Locate the line containing "Query: brick wall section" in the data below. Reproduce it and every following line up to the end, exactly as given.

_Provided data_:
---

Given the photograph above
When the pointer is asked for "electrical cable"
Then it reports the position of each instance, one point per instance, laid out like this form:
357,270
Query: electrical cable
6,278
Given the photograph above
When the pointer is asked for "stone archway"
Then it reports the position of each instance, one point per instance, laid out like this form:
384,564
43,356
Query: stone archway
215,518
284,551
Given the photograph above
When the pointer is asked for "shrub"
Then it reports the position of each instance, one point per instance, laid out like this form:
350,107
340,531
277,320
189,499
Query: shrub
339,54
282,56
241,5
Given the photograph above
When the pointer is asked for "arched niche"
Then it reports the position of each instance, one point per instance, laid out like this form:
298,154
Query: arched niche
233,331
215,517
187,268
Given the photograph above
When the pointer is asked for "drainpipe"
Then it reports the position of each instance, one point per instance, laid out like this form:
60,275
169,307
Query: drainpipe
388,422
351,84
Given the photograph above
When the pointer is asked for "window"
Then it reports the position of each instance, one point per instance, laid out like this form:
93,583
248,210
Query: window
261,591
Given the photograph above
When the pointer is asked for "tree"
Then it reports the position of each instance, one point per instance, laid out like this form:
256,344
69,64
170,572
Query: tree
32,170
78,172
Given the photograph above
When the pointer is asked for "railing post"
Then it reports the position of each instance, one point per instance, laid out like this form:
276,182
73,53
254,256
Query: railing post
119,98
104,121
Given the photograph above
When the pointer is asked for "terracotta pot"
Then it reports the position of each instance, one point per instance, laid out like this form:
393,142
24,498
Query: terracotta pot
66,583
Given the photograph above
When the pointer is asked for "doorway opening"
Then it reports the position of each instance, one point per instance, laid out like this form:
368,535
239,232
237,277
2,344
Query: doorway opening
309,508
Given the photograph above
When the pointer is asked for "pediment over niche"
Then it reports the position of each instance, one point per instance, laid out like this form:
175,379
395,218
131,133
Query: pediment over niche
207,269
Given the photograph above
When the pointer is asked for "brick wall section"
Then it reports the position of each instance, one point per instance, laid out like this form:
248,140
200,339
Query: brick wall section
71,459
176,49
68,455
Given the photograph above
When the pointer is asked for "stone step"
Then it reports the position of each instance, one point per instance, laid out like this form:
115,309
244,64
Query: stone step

---

_Task output_:
Query: brick wall section
71,459
176,49
68,455
Given the photograph above
When the pointer is asked for "stone step"
Then it reports the position of each instance, one point per instance, laid out like this form:
115,309
244,64
Query: stone step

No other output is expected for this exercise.